→ **Data records**

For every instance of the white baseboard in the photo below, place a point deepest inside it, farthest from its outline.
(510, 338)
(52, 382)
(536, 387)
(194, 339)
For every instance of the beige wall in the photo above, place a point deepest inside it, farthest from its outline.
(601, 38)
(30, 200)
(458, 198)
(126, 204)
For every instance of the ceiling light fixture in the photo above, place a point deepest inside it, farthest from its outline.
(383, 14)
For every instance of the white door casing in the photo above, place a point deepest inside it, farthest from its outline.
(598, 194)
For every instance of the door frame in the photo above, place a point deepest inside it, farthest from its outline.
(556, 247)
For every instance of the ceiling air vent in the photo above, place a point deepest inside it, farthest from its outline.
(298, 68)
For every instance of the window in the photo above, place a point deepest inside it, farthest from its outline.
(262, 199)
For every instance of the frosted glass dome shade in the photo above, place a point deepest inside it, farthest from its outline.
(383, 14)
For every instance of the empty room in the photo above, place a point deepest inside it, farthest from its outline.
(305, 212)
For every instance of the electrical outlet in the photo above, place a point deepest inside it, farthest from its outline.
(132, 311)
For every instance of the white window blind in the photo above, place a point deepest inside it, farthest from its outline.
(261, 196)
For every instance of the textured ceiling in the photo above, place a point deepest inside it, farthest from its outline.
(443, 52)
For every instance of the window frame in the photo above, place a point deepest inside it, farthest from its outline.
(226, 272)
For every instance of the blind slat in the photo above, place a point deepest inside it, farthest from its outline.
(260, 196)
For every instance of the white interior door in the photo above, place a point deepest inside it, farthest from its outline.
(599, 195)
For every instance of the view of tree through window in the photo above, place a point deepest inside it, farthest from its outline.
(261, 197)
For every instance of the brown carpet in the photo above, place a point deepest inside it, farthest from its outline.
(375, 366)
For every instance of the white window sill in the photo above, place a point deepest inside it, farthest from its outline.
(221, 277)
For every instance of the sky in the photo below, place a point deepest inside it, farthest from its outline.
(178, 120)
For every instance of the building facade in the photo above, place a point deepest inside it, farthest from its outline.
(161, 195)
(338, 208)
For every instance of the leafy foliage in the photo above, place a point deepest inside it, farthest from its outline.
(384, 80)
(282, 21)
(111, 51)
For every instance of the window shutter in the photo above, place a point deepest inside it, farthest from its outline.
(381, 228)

→ **Exercise aim**
Reproduce, unchanged, the line containing "For every instance of the sky" and each line after it through the end of the listing above, and nothing else.

→ **Output for this exercise**
For every instance of the sky in the photo below, place a point deepest inside it, farthest from its outline.
(178, 120)
For every instance of the building facade in the photo above, place a point deepest inside it, farthest from its outline.
(161, 195)
(338, 208)
For every instance of the leafy foliage in the photo above, place a point deepest inside it, farthest from its outline.
(384, 80)
(282, 21)
(111, 51)
For every instance of the window shutter in the photo above, place a point deepest inside it, farthest from its outline.
(381, 228)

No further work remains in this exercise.